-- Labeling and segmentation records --
════

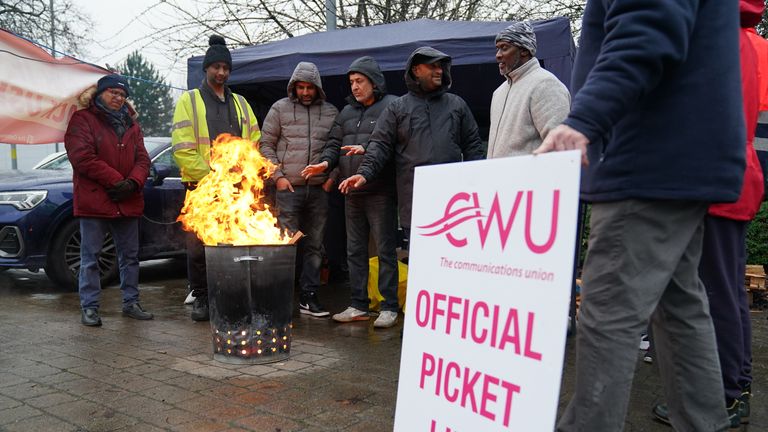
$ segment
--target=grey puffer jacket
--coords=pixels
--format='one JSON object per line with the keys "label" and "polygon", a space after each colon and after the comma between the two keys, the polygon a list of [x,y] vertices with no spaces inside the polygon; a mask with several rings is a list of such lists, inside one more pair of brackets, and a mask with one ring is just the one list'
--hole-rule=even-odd
{"label": "grey puffer jacket", "polygon": [[[417,56],[443,64],[440,89],[425,93],[411,75]],[[379,117],[357,173],[371,181],[394,158],[400,225],[411,226],[413,174],[417,166],[485,158],[477,123],[464,99],[448,93],[451,57],[431,47],[417,48],[405,68],[408,94],[390,103]]]}
{"label": "grey puffer jacket", "polygon": [[[328,162],[326,172],[331,172],[338,165],[340,181],[356,174],[365,157],[365,154],[347,156],[341,147],[361,145],[363,148],[367,148],[368,138],[376,127],[379,116],[387,105],[397,99],[396,96],[387,94],[384,74],[381,73],[381,69],[373,57],[360,57],[352,62],[347,74],[353,72],[363,74],[371,80],[375,101],[366,107],[358,102],[354,96],[349,95],[346,99],[349,105],[345,106],[336,116],[320,162]],[[395,166],[393,161],[390,160],[376,178],[371,179],[360,189],[350,192],[350,194],[365,193],[395,194]]]}
{"label": "grey puffer jacket", "polygon": [[[317,98],[311,105],[303,105],[296,97],[298,81],[317,87]],[[301,170],[320,162],[337,113],[336,107],[325,101],[317,66],[308,62],[296,65],[288,82],[288,97],[272,105],[261,128],[261,153],[278,167],[273,179],[286,177],[294,186],[320,185],[327,180],[327,174],[304,180]]]}

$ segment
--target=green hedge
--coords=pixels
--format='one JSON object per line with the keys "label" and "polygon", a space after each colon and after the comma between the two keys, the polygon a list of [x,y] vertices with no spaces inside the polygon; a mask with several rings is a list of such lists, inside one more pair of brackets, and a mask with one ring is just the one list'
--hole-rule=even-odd
{"label": "green hedge", "polygon": [[747,264],[768,264],[768,202],[747,228]]}
{"label": "green hedge", "polygon": [[[579,267],[584,264],[584,256],[587,252],[590,208],[587,206],[587,215],[584,218],[585,226],[581,239]],[[763,203],[757,216],[747,229],[747,264],[768,265],[768,201]]]}

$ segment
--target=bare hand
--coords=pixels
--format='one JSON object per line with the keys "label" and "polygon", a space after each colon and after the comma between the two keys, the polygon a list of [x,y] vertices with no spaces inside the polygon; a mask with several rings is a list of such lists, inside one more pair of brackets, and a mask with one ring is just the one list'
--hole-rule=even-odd
{"label": "bare hand", "polygon": [[348,179],[341,182],[339,185],[339,190],[343,194],[347,194],[359,187],[362,187],[365,184],[366,180],[365,177],[361,176],[360,174],[355,174],[352,177],[349,177]]}
{"label": "bare hand", "polygon": [[285,177],[280,177],[279,179],[277,179],[277,182],[275,183],[275,187],[279,191],[284,191],[287,189],[293,192],[293,185],[291,184],[290,180],[288,180]]}
{"label": "bare hand", "polygon": [[307,165],[301,170],[301,176],[309,180],[313,175],[324,173],[326,169],[328,169],[328,162],[326,161],[320,162],[319,164]]}
{"label": "bare hand", "polygon": [[361,145],[341,146],[341,149],[347,152],[347,156],[352,156],[355,154],[365,154],[365,148]]}
{"label": "bare hand", "polygon": [[539,148],[533,151],[533,154],[537,155],[553,151],[579,150],[581,151],[581,164],[587,166],[589,165],[589,159],[587,159],[588,145],[589,139],[583,133],[568,125],[561,124],[547,134],[547,137],[544,138],[544,142],[541,143]]}

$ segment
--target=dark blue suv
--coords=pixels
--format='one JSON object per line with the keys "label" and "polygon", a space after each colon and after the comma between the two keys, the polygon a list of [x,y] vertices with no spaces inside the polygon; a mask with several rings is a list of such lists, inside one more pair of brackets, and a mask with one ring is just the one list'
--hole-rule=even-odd
{"label": "dark blue suv", "polygon": [[[184,186],[173,160],[170,138],[144,138],[152,160],[144,186],[139,259],[183,256],[185,233],[176,222]],[[0,172],[0,271],[38,271],[62,285],[77,287],[80,224],[72,216],[72,166],[62,153],[29,171]],[[118,273],[117,253],[107,234],[99,256],[102,283]]]}

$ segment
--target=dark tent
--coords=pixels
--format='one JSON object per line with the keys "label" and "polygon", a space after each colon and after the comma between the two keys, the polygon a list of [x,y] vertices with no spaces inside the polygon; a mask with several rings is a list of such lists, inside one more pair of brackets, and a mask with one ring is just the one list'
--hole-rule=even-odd
{"label": "dark tent", "polygon": [[[416,48],[429,45],[453,58],[451,91],[469,104],[487,137],[493,90],[501,83],[494,38],[510,22],[416,20],[331,32],[312,33],[232,51],[229,85],[251,103],[259,123],[269,107],[286,96],[288,79],[300,61],[313,62],[323,77],[328,101],[341,108],[350,93],[346,71],[356,58],[370,55],[384,71],[388,90],[406,92],[405,62]],[[566,86],[570,84],[573,54],[570,23],[566,18],[534,22],[536,57]],[[203,57],[187,61],[187,85],[203,80]]]}

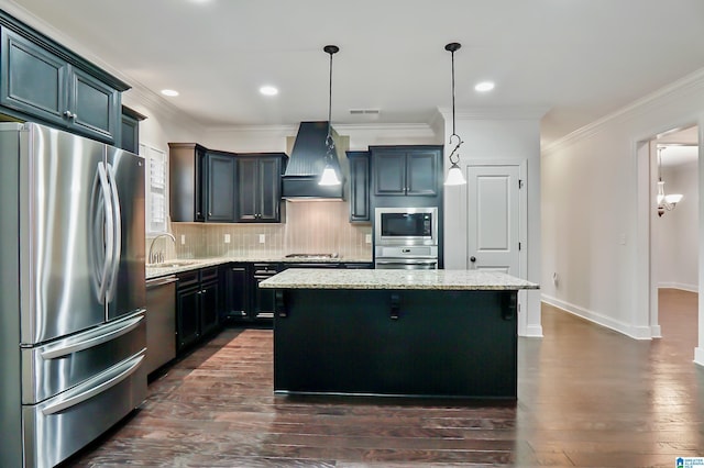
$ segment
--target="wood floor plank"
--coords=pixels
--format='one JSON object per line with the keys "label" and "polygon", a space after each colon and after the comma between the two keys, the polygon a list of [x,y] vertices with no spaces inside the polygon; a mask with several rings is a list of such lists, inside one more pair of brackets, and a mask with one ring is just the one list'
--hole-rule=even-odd
{"label": "wood floor plank", "polygon": [[66,467],[673,467],[704,456],[696,294],[662,290],[663,338],[543,304],[517,402],[273,394],[273,332],[224,330]]}

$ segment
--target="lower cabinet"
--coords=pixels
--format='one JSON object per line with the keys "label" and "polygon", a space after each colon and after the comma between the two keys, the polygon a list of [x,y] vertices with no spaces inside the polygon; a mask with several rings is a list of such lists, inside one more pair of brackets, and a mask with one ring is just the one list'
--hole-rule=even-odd
{"label": "lower cabinet", "polygon": [[178,275],[176,288],[176,350],[210,335],[220,326],[218,267]]}
{"label": "lower cabinet", "polygon": [[339,263],[232,263],[222,267],[222,302],[220,324],[270,324],[274,317],[276,293],[262,289],[260,282],[287,268],[371,269],[371,261]]}

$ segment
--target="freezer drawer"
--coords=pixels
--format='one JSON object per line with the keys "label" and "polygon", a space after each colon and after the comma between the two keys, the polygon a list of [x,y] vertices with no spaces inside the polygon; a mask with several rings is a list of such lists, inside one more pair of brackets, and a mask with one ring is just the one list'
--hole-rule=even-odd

════

-- Direction --
Give all the lines above again, character for character, without pictures.

-- Reply to the task --
$ segment
--target=grey puffer jacket
--coords=pixels
--format='one JSON object per line with the keys "label" and "polygon", a space after each colon and after the comma between the two keys, the polygon a list of [x,y] vertices with no spaces inside the polygon; a mask with several rings is a list of such lists, inside one more pair of brackets, and a mask with one ring is just the one list'
--hole-rule=even-odd
{"label": "grey puffer jacket", "polygon": [[[417,56],[443,64],[440,89],[425,93],[411,75]],[[379,117],[357,173],[371,181],[394,158],[400,225],[411,226],[413,174],[417,166],[485,158],[477,123],[464,99],[448,93],[451,57],[431,47],[417,48],[405,68],[408,94],[390,103]]]}
{"label": "grey puffer jacket", "polygon": [[[328,162],[326,172],[331,172],[338,165],[340,181],[356,174],[365,157],[365,154],[347,156],[341,147],[361,145],[363,148],[367,148],[368,138],[376,127],[379,116],[387,105],[397,99],[396,96],[387,94],[384,74],[381,73],[381,69],[373,57],[360,57],[352,62],[347,74],[353,72],[363,74],[371,80],[375,101],[366,107],[358,102],[354,96],[349,95],[346,99],[349,105],[345,106],[336,116],[320,162]],[[395,166],[393,161],[390,160],[376,178],[371,179],[360,189],[350,192],[350,194],[365,193],[395,194]]]}
{"label": "grey puffer jacket", "polygon": [[[317,98],[311,105],[303,105],[296,97],[298,81],[317,87]],[[301,170],[320,162],[337,113],[336,107],[325,101],[317,66],[308,62],[296,65],[288,82],[288,97],[272,105],[261,128],[261,153],[278,167],[273,179],[286,177],[294,186],[320,185],[327,180],[327,174],[304,180]]]}

$ segment
--target=green hedge
--coords=pixels
--format='one JSON object per line with the keys "label" and "polygon", a space after each colon and after the comma between the two keys, the polygon a list of [x,y] vertices with no spaces inside the polygon; a mask with several rings is a list of such lists, inside one more pair of brackets, and a mask with one ring is just the one list'
--hole-rule=even-odd
{"label": "green hedge", "polygon": [[747,264],[768,264],[768,202],[747,228]]}
{"label": "green hedge", "polygon": [[[579,267],[584,264],[584,256],[587,252],[590,208],[587,206],[587,215],[584,218],[585,226],[581,239]],[[763,203],[757,216],[747,229],[747,264],[768,265],[768,201]]]}

$ segment
--target=bare hand
--coords=pixels
--format='one JSON object per line with the keys "label" and "polygon", a space after each colon and after the comma between the two keys, the polygon a list of [x,y] vertices with no spaces inside the polygon; a mask with several rings is a list of such lists, inside one more pair of brackets, and a mask with one ring is just the one list'
--hole-rule=even-odd
{"label": "bare hand", "polygon": [[348,179],[341,182],[339,185],[339,190],[343,194],[347,194],[359,187],[362,187],[365,184],[366,180],[365,177],[361,176],[360,174],[355,174],[352,177],[349,177]]}
{"label": "bare hand", "polygon": [[285,177],[280,177],[279,179],[277,179],[277,182],[275,183],[275,187],[279,191],[284,191],[287,189],[293,192],[293,185],[291,184],[290,180],[288,180]]}
{"label": "bare hand", "polygon": [[307,165],[301,170],[301,176],[309,180],[313,175],[324,173],[326,169],[328,169],[328,162],[326,161],[320,162],[319,164]]}
{"label": "bare hand", "polygon": [[361,145],[341,146],[341,149],[347,152],[347,156],[352,156],[355,154],[365,154],[365,148]]}
{"label": "bare hand", "polygon": [[539,148],[533,151],[533,154],[537,155],[553,151],[579,150],[581,151],[581,164],[587,166],[589,165],[589,159],[587,159],[588,145],[589,139],[583,133],[568,125],[561,124],[547,134],[547,137],[544,138],[544,142],[541,143]]}

$ segment
--target=dark blue suv
--coords=pixels
--format='one JSON object per line with the keys "label" and "polygon", a space after each colon and after the comma between the two keys, the polygon a list of [x,y] vertices with no spaces inside the polygon; a mask with several rings is a list of such lists, inside one more pair of brackets, and a mask with one ring is just the one list'
--hole-rule=even-odd
{"label": "dark blue suv", "polygon": [[[184,186],[173,160],[170,138],[144,138],[152,160],[144,186],[139,259],[183,256],[185,233],[176,222]],[[0,172],[0,271],[38,271],[62,285],[77,287],[80,224],[72,216],[72,166],[62,153],[29,171]],[[118,273],[117,253],[107,234],[99,256],[102,283]]]}

$ segment
--target=dark tent
--coords=pixels
--format='one JSON object per line with the keys "label" and "polygon", a space after each colon and after the comma between the two keys, the polygon a list of [x,y] vertices with no spaces inside the polygon; a mask with several rings is a list of such lists, inside one more pair of brackets, and a mask with one ring is just the one list'
--hole-rule=even-odd
{"label": "dark tent", "polygon": [[[416,48],[429,45],[453,58],[451,91],[469,104],[487,137],[493,90],[501,83],[494,38],[510,22],[416,20],[331,32],[312,33],[232,51],[229,85],[251,103],[259,123],[269,107],[286,96],[288,79],[300,61],[313,62],[323,77],[328,101],[341,108],[350,93],[346,71],[356,58],[370,55],[384,71],[388,90],[406,92],[405,62]],[[566,86],[570,84],[573,54],[570,23],[566,18],[534,22],[536,57]],[[203,57],[187,61],[187,85],[203,80]]]}

$ segment
--target="wood floor plank"
--coords=pixels
--format='one JSON object per line with the keys "label" and "polygon", a space after each colon and after the comma between the two keys, the polygon a list of [x,y] vertices with no spaces inside the polygon; a mask with several rings is a list of such lists, inside one more pair of brackets, and a mask with one ring is just the one list'
--hole-rule=even-odd
{"label": "wood floor plank", "polygon": [[66,467],[673,467],[704,456],[696,294],[662,290],[663,338],[543,304],[517,402],[273,394],[273,332],[224,330]]}

$ segment
--target="lower cabinet"
--coords=pixels
--format='one JSON object per line with the keys "label" and "polygon", a space after each colon and after the comma between the two keys, the polygon a list of [x,y] vertices with no spaces inside the polygon; a mask with several rings is a list of such lists, inside one more pair of brackets, and a mask with one ring is just the one list'
--hole-rule=even-odd
{"label": "lower cabinet", "polygon": [[178,275],[176,288],[176,350],[210,335],[220,326],[218,267]]}
{"label": "lower cabinet", "polygon": [[339,263],[232,263],[222,267],[222,302],[220,324],[270,324],[274,317],[276,293],[262,289],[260,282],[287,268],[371,269],[371,261]]}

$ segment
--target="freezer drawer"
--coords=pixels
--format='one JSON object per line with the keys "label" and "polygon", a space after each colon and after the comma between the two keys, the polygon a list of [x,y] vertices with no spaces inside the polygon; a mask with several rings is a list of such lists, inside one more pair of brackets, and a mask with one ring is just the one list'
--hole-rule=even-odd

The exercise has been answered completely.